- _WORK TO DO_
A) In the mining update below, when is commissioning of the Red Chris mine scheduled to start?
B) From the mining update below, quote the passage that opens with the words containing "RED CHRIS CONSTRUCTION" and closes with "for May 2014.".

- _PAGE TEXT_

══════════════════════════════

The new tailings storage facility (TMF-3) construction continued
with good progress on the starter and saddle dams, as well as the
piping, pumping and cycloning infrastructure required to operate
the TMF3.
Huckleberry received approval from the Chief Inspector of Mines
in July to operate the TMF-3. This facility and the new cyclone
sand plant are expected to be in operation by the end of August
2013.
HUCKLEBERRY EXPLORATION
A 2013 diamond drill program of approximately 3,500 metres over
nine holes is planned to expand several targets within the mine
site area outlined by 2011 and 2012 drilling. In addition,
Huckleberry will complete a soil sampling program within the nearby
North Huckleberry claims to test for new geophysical or drill
targets. Huckleberry's exploration program commenced in July
2013.
RED CHRIS CONSTRUCTION UPDATE
Red Chris mine development is proceeding with 91% of the
engineering complete as of June 30, 2013. Start of commissioning is
scheduled for May 2014.

══════════════════════════════

- _GIVEN DATA_
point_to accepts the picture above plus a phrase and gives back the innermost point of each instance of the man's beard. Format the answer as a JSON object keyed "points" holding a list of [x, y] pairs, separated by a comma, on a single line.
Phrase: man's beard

══════════════════════════════

- _FULL SOLUTIONS_
A) May 2014

B)
RED CHRIS CONSTRUCTION UPDATE
Red Chris mine development is proceeding with 91% of the
engineering complete as of June 30, 2013. Start of commissioning is
scheduled for May 2014.